[STUDY MATERIAL]

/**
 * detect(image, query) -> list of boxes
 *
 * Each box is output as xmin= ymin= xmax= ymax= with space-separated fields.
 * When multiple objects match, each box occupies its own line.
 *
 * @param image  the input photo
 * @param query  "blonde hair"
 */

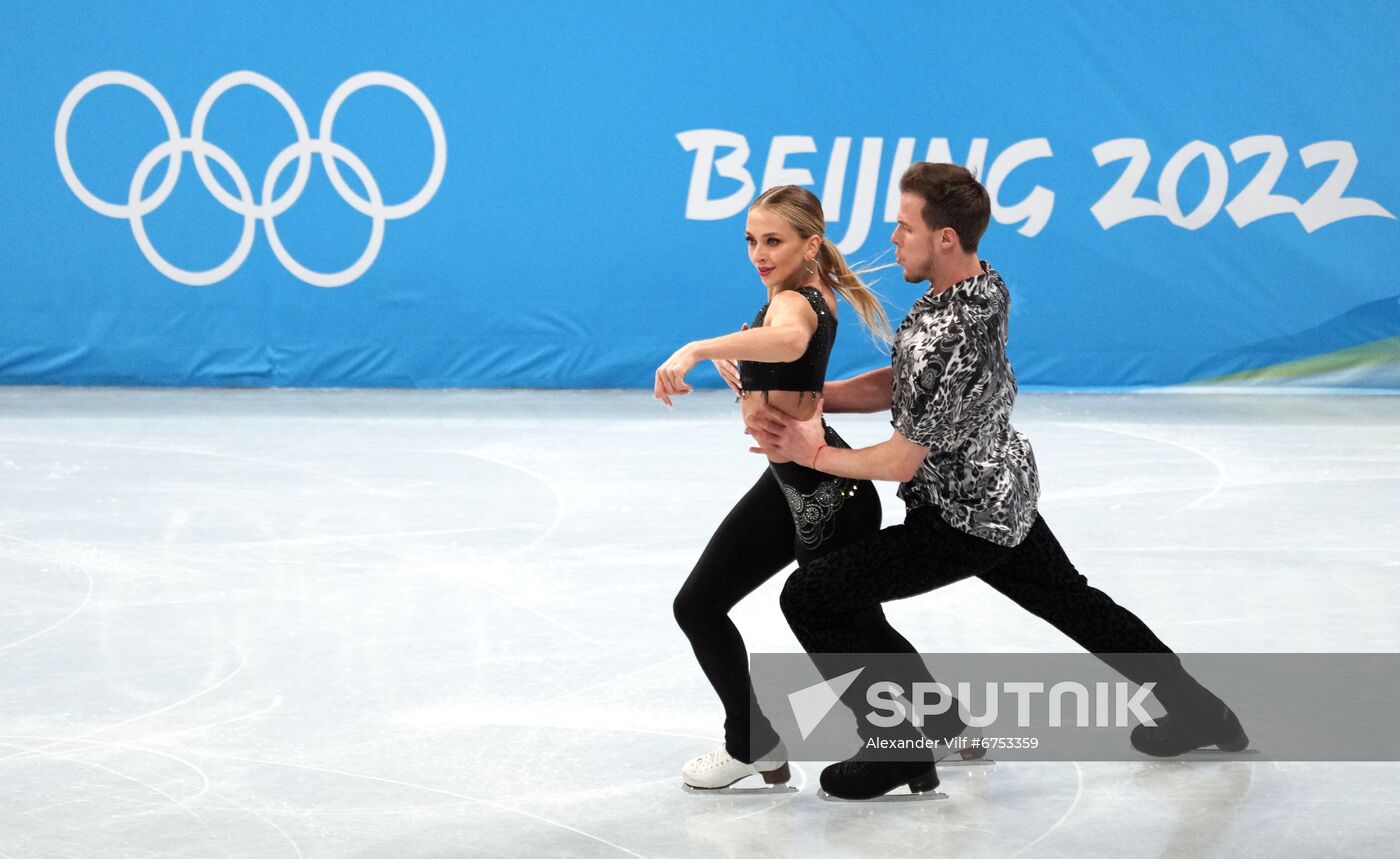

[/STUDY MATERIAL]

> _ASSIGNED TASK_:
Work out how many lines of the material above contain "query", then write that number alone.

> _SOLUTION TO THIS TASK_:
2